任务要求 => 逐字照录下文评杨炼《艳诗》的书评中从“杨炼一直在他诗歌写作的难度中”起、至“合状态聚变到欲仙欲死的地步。”止（含该处）的文字。

原文摘录 =>
::::

2017-03-19 康正果 地球是透明的


透明地球:本文为康正果先生系列书评之一,关于情色。


阴阳双修的诗意变奏

——读杨炼的《艳诗》


一阴一阳之谓道。——《易·系辞》


臣之所好者道也,进乎技矣。——《庄子·养生主》


杨炼一直在他诗歌写作的难度中摸索“深”和“远”的意境,苦觅意义的“尽头”:从大海停止处漂流到同心圆黑暗的内部,直至在异地的某河湾踩出了本地的感觉。他朦胧中似乎渐看出山还是山,水还是水,于是倦游暂驻,抛锚自己肉身的港口,把他历练得已经明晰起来的字句组合带入了男女及其性器官的相互作用,试图在身体与世界的交感流变中完成词语上的阴阳双修。在一次访谈中提及他刚完成的艳诗系列时,访谈者起初用语义含混的“情色”一词给这些新作定位,杨炼立即做出不以为然的表态。他说他坚持要沿用“色情”这个旧名,并声言要把他所写的色情诗写到位,写足成色,要尽兴解恨地铺陈出它的方方面面,要发挥他特有的词语爆破力,将色授魂与的胶合状态聚变到欲仙欲死的地步。

::::

提取材料 =>
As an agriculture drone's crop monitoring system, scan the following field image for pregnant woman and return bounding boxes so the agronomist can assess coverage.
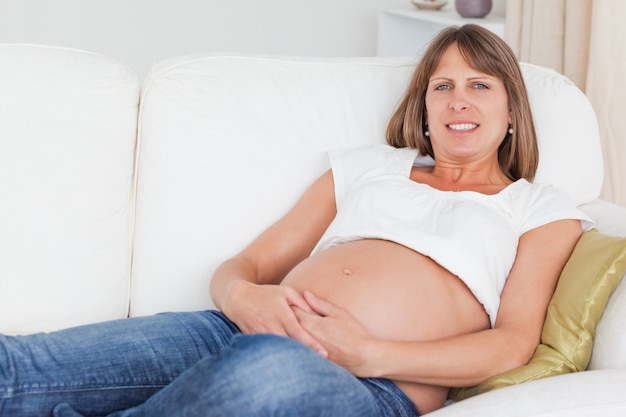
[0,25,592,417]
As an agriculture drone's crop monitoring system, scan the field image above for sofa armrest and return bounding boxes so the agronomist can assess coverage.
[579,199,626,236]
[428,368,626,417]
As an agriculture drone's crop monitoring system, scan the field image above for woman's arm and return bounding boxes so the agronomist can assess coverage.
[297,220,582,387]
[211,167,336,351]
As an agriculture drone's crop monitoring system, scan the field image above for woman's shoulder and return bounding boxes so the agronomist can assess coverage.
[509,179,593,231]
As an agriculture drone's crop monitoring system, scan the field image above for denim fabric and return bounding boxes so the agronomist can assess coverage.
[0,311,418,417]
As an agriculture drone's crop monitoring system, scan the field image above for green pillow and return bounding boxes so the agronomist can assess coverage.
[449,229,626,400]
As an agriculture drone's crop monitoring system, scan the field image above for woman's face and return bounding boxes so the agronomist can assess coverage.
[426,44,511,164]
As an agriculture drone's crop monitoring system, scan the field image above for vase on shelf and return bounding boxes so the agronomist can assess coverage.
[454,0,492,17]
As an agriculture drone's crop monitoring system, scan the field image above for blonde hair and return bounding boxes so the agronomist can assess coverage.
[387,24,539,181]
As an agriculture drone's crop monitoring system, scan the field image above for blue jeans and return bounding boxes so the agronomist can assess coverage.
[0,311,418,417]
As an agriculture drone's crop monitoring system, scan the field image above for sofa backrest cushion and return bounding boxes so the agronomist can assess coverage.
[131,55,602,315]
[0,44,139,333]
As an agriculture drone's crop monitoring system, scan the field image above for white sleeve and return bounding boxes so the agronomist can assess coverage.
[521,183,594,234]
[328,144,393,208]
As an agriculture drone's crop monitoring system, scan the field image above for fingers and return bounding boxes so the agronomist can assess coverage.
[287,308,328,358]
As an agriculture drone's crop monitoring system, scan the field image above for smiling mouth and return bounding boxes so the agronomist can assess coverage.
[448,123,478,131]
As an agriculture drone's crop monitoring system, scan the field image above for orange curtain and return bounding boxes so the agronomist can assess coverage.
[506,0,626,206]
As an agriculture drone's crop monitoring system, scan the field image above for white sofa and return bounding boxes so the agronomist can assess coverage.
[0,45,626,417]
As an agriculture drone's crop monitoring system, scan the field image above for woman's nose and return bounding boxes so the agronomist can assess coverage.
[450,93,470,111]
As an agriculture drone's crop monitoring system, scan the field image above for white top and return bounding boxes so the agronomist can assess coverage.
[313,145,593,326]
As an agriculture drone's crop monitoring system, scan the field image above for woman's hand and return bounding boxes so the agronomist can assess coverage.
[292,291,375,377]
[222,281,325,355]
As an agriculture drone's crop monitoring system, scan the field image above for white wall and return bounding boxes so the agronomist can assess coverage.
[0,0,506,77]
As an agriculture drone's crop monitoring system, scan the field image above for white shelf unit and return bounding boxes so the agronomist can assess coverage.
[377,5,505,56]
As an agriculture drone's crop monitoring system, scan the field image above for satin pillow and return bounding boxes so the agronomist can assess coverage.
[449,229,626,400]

::::

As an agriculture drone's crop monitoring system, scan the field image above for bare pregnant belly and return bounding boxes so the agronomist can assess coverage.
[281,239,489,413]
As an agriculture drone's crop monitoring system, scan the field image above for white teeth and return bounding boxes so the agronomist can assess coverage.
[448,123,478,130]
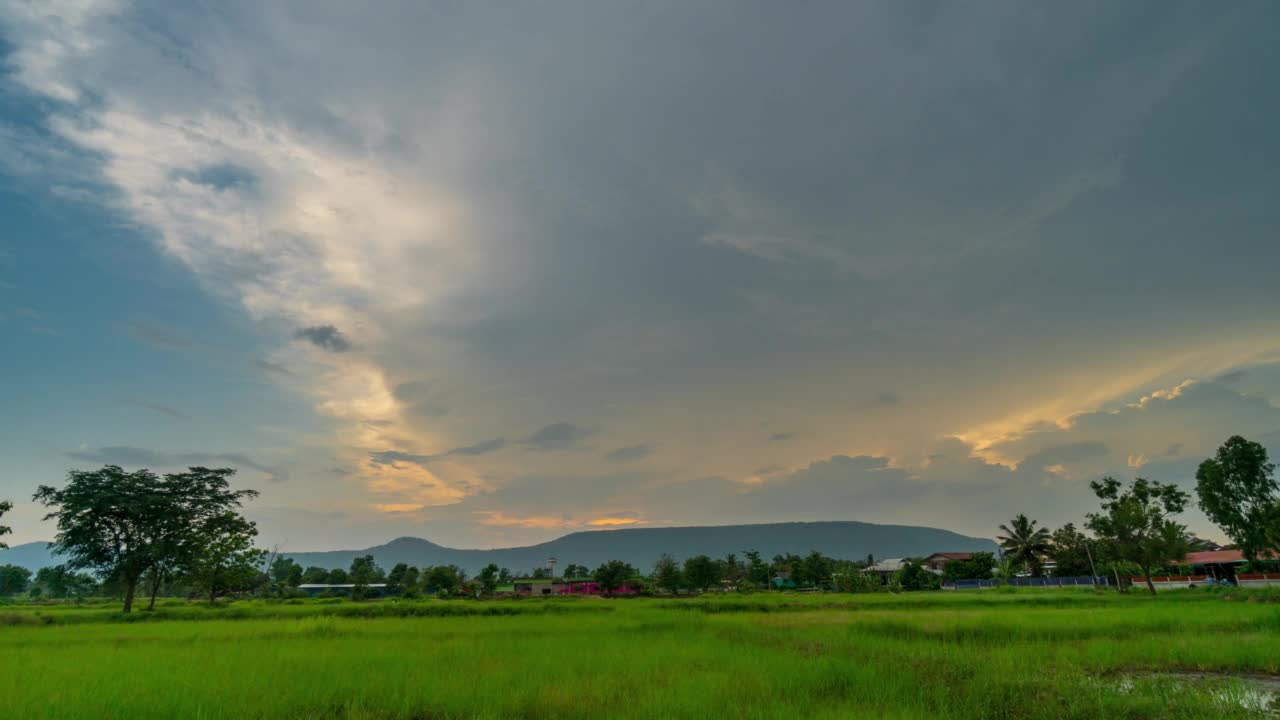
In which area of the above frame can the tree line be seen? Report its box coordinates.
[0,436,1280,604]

::::

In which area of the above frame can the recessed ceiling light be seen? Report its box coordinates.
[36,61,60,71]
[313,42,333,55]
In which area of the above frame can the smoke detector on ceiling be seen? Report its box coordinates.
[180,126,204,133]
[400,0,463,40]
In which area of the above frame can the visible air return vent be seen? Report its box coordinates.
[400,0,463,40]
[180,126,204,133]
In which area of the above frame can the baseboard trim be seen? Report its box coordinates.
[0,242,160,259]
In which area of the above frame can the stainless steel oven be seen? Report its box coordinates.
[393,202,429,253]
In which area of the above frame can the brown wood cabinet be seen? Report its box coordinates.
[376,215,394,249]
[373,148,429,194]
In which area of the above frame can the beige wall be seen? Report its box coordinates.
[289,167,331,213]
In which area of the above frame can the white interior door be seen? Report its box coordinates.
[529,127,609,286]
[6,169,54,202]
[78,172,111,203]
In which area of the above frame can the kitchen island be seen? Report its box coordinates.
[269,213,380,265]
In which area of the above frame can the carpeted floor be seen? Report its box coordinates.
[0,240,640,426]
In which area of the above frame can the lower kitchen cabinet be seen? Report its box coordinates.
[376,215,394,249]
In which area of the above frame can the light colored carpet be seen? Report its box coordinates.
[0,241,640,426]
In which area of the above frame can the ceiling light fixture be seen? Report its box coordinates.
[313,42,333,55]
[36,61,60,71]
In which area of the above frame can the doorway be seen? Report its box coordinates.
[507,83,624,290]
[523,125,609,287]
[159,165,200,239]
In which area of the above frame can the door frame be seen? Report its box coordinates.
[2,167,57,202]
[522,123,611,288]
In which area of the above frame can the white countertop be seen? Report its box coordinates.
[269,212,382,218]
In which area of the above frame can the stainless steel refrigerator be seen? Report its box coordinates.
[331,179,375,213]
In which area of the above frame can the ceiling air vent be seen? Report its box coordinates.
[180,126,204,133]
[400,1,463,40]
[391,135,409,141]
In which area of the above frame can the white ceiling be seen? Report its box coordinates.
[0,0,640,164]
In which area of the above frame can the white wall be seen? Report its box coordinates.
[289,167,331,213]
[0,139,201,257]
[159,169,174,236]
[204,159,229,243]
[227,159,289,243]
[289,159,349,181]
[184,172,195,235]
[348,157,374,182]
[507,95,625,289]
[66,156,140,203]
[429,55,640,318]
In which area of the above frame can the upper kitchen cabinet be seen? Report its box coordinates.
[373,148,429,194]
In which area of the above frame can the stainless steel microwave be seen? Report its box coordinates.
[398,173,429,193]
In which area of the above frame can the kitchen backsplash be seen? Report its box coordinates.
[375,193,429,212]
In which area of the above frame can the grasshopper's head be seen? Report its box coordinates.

::::

本题答案 =>
杨炼一直在他诗歌写作的难度中摸索“深”和“远”的意境,苦觅意义的“尽头”:从大海停止处漂流到同心圆黑暗的内部,直至在异地的某河湾踩出了本地的感觉。他朦胧中似乎渐看出山还是山,水还是水,于是倦游暂驻,抛锚自己肉身的港口,把他历练得已经明晰起来的字句组合带入了男女及其性器官的相互作用,试图在身体与世界的交感流变中完成词语上的阴阳双修。在一次访谈中提及他刚完成的艳诗系列时,访谈者起初用语义含混的“情色”一词给这些新作定位,杨炼立即做出不以为然的表态。他说他坚持要沿用“色情”这个旧名,并声言要把他所写的色情诗写到位,写足成色,要尽兴解恨地铺陈出它的方方面面,要发挥他特有的词语爆破力,将色授魂与的胶合状态聚变到欲仙欲死的地步。